Arbeitsaufträge »
1 > Beantworte anhand der Predigt zum Jubiläum der Schwangerenberatung:
(a) An welchem Tag wurde die Predigt gehalten?
(b) Welches Jubiläum der Schwangerenberatung feierte die Caritas im Bistum Regensburg?
(c) Wie sandte Jesus die Zwölf laut dem Evangelium aus?
2 > Setze die Predigt zum Jubiläum der Schwangerenberatung im Anschluss an ihren letzten Satz mit einigen weiteren Sätzen fort.

Auszug »
▶

Pontifikalamt im Dom St. Peter zum goldenen Jubiläum der Caritas Schwangerschaftsberatung im Bistum Regensburg (Foto: H.C. Wagner)
Predigt von Bischof Rudolf Voderholzer zur Messfeier am Sonntag, 14. Juli 2024 im Regensburger Dom anlässlich der Feier von "50 Jahre Schwangerenberatung" durch die Caritas im Bistum Regensburg:
Liebe Mitarbeiterinnen und Mitarbeiter der Caritas,
Liebe Schwestern und Brüder im Herrn!
Das Evangelium des heutigen Sonntags nimmt uns mit in die Ursprungssituation der Kirche, die freilich nicht bloße Vergangenheit ist, sondern als normativer Ursprung mitgeht und jeder Phase der Kirchengeschichte gegenwärtig ist.
Wir haben gehört: Jesus rief die "Zwölf" zu sich und sandte sie aus je zu zweit. Es ist seine Initiative, sein Werk, seine Kirche.
Nicht von "Jüngern" oder "Aposteln" ist interessanter Weise die Rede, sondern vom Kollegium, von der feststehenden Größe der Zwölf, mit deren Erwählung Christus den Anspruch verbindet, das Volk Gottes, das Zwölf-Stämme-Volk, zu erneuern.
Er sendet sie zu zweit, weil Nachfolge Christi nicht Vereinzelung oder Isolation bedeutet, sondern Teilhabe an einer neuen Gemeinschaft, einer neuen Familie, vor allem aber weil die Sendung mit einer Zeugenschaft verbunden ist; weil als glaubwürdig - damals wie heute - nur das gelten kann, was durch zwei Zeugen bestätigt wird: Sein Wort, und, nachösterlich, sein Paschamysterium, sein Heilstod und seine Auferstehung, mit der schließlich alles in eine neues Licht getaucht ist und verwandelt wird.

◀

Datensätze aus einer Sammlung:
▶

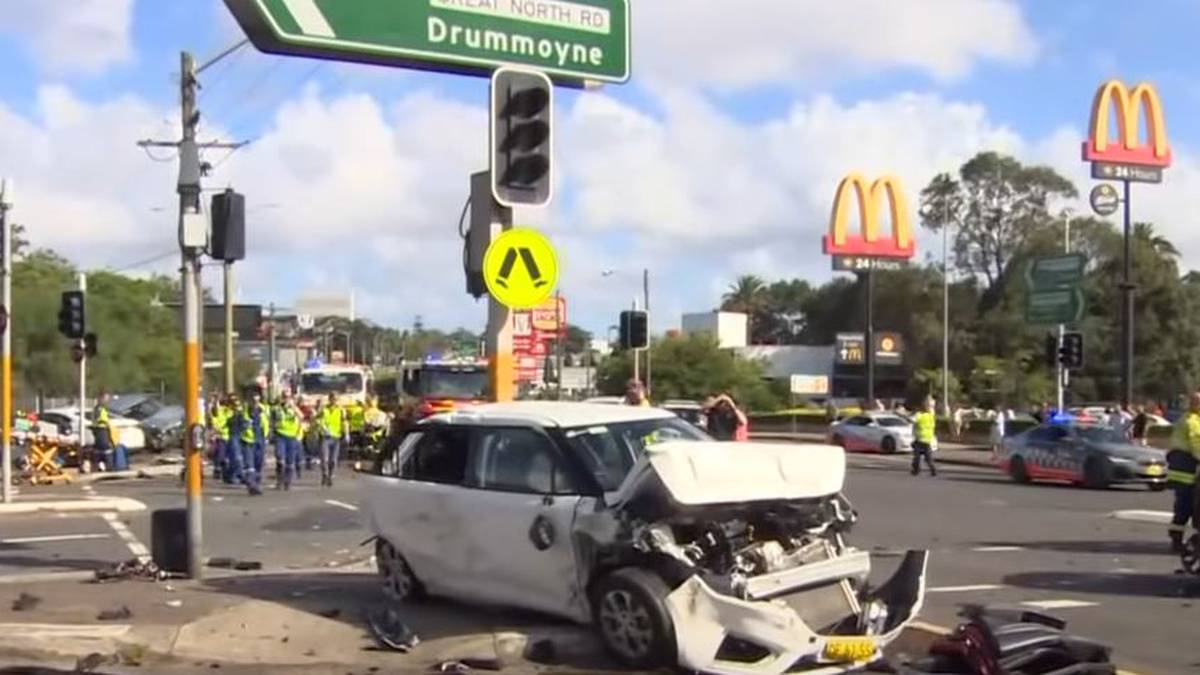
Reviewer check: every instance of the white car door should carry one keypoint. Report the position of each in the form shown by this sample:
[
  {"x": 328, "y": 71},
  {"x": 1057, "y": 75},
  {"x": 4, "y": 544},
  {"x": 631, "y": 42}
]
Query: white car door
[
  {"x": 413, "y": 503},
  {"x": 517, "y": 514}
]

◀

Antworten je Aufgabe »
1 >
(a) Am Sonntag, 14. Juli 2024.
(b) 50 Jahre Schwangerenberatung.
(c) Je zu zweit.

2 >
Und im Konkreten beinhaltet der Sendungsauftrag "in nuce" bereits alles, was eine spätere Theologie als die drei Grundvollzüge der Kirche zusammenfasst: Verkündigung (Umkehrpredigt), Liturgie (Salbung der Kranken) und Diakonie (Vertreibung der Dämonen, der unreinen Geister, d.h. Dienst am Leben), wobei die konkrete, heilende Zuwendung zu den Menschen das Wort der Verkündigung bestätigt und bekräftigt.
Diese Sendung in die Welt blieb nicht ohne Wirkung, vor allem auch nicht in ihrer humanisierenden Dimension. Wir haben dafür etliche Zeugnisse aus unverdächtigem Munde.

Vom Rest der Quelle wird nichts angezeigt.